Top of Source data

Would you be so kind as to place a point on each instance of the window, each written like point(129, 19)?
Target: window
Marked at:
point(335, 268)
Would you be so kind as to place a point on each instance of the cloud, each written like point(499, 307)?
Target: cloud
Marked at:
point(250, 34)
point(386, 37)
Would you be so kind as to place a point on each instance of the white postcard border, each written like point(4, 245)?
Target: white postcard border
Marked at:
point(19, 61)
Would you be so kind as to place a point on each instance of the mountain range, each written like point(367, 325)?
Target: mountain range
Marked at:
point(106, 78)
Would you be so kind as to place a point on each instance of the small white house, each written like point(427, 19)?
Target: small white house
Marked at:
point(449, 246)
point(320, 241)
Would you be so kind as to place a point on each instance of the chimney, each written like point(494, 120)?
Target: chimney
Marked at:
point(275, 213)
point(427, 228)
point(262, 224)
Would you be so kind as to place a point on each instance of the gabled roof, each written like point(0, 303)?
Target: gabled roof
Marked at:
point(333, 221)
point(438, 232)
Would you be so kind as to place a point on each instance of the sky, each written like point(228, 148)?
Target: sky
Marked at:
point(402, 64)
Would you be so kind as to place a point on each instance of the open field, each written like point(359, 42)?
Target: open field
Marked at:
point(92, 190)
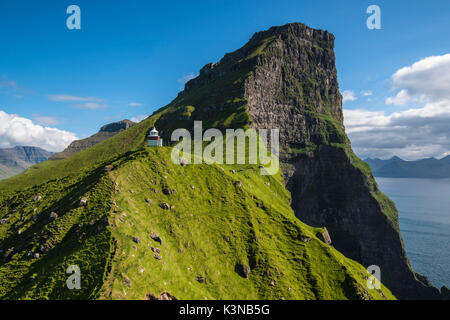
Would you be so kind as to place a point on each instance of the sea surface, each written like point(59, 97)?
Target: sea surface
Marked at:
point(424, 218)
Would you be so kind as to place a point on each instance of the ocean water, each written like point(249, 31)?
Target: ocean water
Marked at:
point(424, 218)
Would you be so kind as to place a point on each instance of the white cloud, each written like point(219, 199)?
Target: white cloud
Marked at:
point(348, 95)
point(402, 98)
point(16, 130)
point(410, 134)
point(426, 80)
point(45, 120)
point(65, 97)
point(413, 133)
point(90, 106)
point(135, 104)
point(139, 118)
point(187, 77)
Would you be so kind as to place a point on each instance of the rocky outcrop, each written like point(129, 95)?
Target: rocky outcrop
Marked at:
point(295, 88)
point(105, 132)
point(286, 78)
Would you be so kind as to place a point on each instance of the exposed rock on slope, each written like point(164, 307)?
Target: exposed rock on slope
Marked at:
point(105, 132)
point(286, 78)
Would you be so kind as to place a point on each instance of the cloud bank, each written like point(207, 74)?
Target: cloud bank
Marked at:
point(413, 133)
point(19, 131)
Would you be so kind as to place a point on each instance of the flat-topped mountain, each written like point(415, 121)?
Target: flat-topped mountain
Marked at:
point(105, 132)
point(141, 226)
point(399, 168)
point(17, 159)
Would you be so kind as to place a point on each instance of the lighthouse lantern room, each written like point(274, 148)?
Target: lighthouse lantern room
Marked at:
point(154, 140)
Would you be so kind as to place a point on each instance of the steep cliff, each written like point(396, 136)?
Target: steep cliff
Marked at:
point(282, 78)
point(286, 78)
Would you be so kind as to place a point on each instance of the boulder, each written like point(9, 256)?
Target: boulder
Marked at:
point(168, 191)
point(305, 239)
point(137, 240)
point(163, 296)
point(155, 237)
point(243, 270)
point(165, 206)
point(156, 250)
point(83, 202)
point(325, 236)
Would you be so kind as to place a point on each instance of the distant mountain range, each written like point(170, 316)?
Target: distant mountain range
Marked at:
point(15, 160)
point(399, 168)
point(105, 132)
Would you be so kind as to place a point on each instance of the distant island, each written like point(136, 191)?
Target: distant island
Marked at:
point(399, 168)
point(15, 160)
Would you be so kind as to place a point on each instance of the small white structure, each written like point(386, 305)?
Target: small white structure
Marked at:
point(154, 140)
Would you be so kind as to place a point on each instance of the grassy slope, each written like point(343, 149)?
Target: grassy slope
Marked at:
point(262, 230)
point(256, 218)
point(219, 209)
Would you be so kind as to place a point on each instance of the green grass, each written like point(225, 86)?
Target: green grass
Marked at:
point(210, 230)
point(262, 230)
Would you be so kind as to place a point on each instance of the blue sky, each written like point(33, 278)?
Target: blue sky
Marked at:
point(130, 57)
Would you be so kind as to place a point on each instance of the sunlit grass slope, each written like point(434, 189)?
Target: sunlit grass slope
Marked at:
point(218, 221)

Bottom of Source data

* _Required action_: The preceding entries should be duplicated word for word; no picture belongs in the copy.

* _Answer to this problem_:
Would you be so kind as to place a point on each instance of the window, each written like point(129, 19)?
Target: window
Marked at:
point(335, 268)
Would you be so kind as to place a point on each instance of the cloud, each written like point(499, 307)?
Target: cloud
Marked at:
point(250, 34)
point(386, 37)
Would you be so kind as to place a point on each instance of the white postcard border, each written like point(4, 245)?
Target: white postcard border
Marked at:
point(19, 61)
Would you be so kind as to place a point on each instance of the mountain range, each written like point(367, 325)?
Target: mountain range
Marked at:
point(106, 78)
Would you be so kind as to place a point on each instance of the small white house, each written like point(427, 19)?
Target: small white house
Marked at:
point(449, 246)
point(320, 241)
Would you be so kind as to place a point on each instance of the chimney, each written like point(494, 120)?
Target: chimney
Marked at:
point(275, 213)
point(427, 228)
point(262, 224)
Would you be so kind as to place a point on each instance of the gabled roof, each written like point(0, 303)?
Target: gabled roof
Marked at:
point(333, 221)
point(438, 232)
Would you be so kind as to place a point on each instance of the sky, each written like point(228, 148)?
Target: sky
Marked at:
point(402, 64)
Would you be so kind as to place a point on each instance of the open field, each written like point(359, 42)?
Target: open field
Marked at:
point(92, 190)
Would you be so kind as to place a point on each instance of the sea surface, each written like point(59, 97)?
Target: sea surface
Marked at:
point(424, 218)
Would you be so kind as to place a point on each instance of the ocean water, each written like point(249, 31)?
Target: ocean water
Marked at:
point(424, 218)
Would you be so kind as to place a point on each instance of the white cloud, each written like point(219, 199)?
Target: white cloud
Marked at:
point(348, 95)
point(402, 98)
point(16, 130)
point(410, 134)
point(426, 80)
point(45, 120)
point(65, 97)
point(413, 133)
point(90, 106)
point(135, 104)
point(139, 118)
point(187, 77)
Would you be so kind as to place a point on each instance of the rocky outcrop, each written like point(129, 95)?
Target: rocky outcrop
Marked at:
point(295, 88)
point(105, 132)
point(286, 78)
Would you be so kind as to place a point on each instance of the exposed rock on slope, each written like point(164, 307)?
Target: exposed rock on slope
Marked at:
point(105, 132)
point(286, 78)
Would you be so kind as to place a point on each instance of the cloud bank, each written like point(207, 74)?
Target: cloud bank
Marked at:
point(413, 133)
point(19, 131)
Would you be so kind as to place a point on each instance of the flat-topped mountain, each written like point(415, 121)?
Target: flat-topped mountain
Marked at:
point(105, 132)
point(141, 226)
point(399, 168)
point(17, 159)
Would you be so kind as to place a point on each instance of the lighthouse lantern room, each written like point(274, 148)?
Target: lighthouse lantern room
Marked at:
point(154, 140)
Would you be so kind as to place a point on each instance of the steep cliff, each written like point(396, 136)?
Target: steep cliff
Marked at:
point(282, 78)
point(286, 78)
Would you be so kind as to place a point on each instance of the boulder, each written like point(9, 256)?
Target: boulder
Marked at:
point(168, 191)
point(305, 239)
point(137, 240)
point(163, 296)
point(155, 237)
point(243, 270)
point(165, 206)
point(156, 250)
point(83, 202)
point(325, 236)
Would you be so kind as to place a point on each instance of the distant mountain range, each written like point(170, 316)?
Target: distant mountain range
Marked at:
point(15, 160)
point(399, 168)
point(105, 132)
Would you be so kind as to place a point on each instance of the distant island, each written like point(136, 191)?
Target: distant island
Marked at:
point(399, 168)
point(15, 160)
Would you be so kind as to place a point on each instance of the small white structure, each written like point(386, 305)?
Target: small white structure
Marked at:
point(154, 140)
Would you be so kind as to place a point on each instance of the grassy slope, each written like point(343, 149)?
Target: grassy slope
Marked at:
point(262, 230)
point(256, 218)
point(219, 209)
Would you be so kind as to place a point on each instance of the green grass, each written like point(225, 86)?
Target: green grass
Marked at:
point(210, 230)
point(262, 230)
Would you be so kind as to place a point on each instance of the blue sky, each written like point(33, 278)?
Target: blue sky
Marked at:
point(130, 57)
Would you be so kind as to place a point on each instance of the sunlit grass slope, each written like point(434, 189)?
Target: sunlit grass slope
Marked at:
point(218, 221)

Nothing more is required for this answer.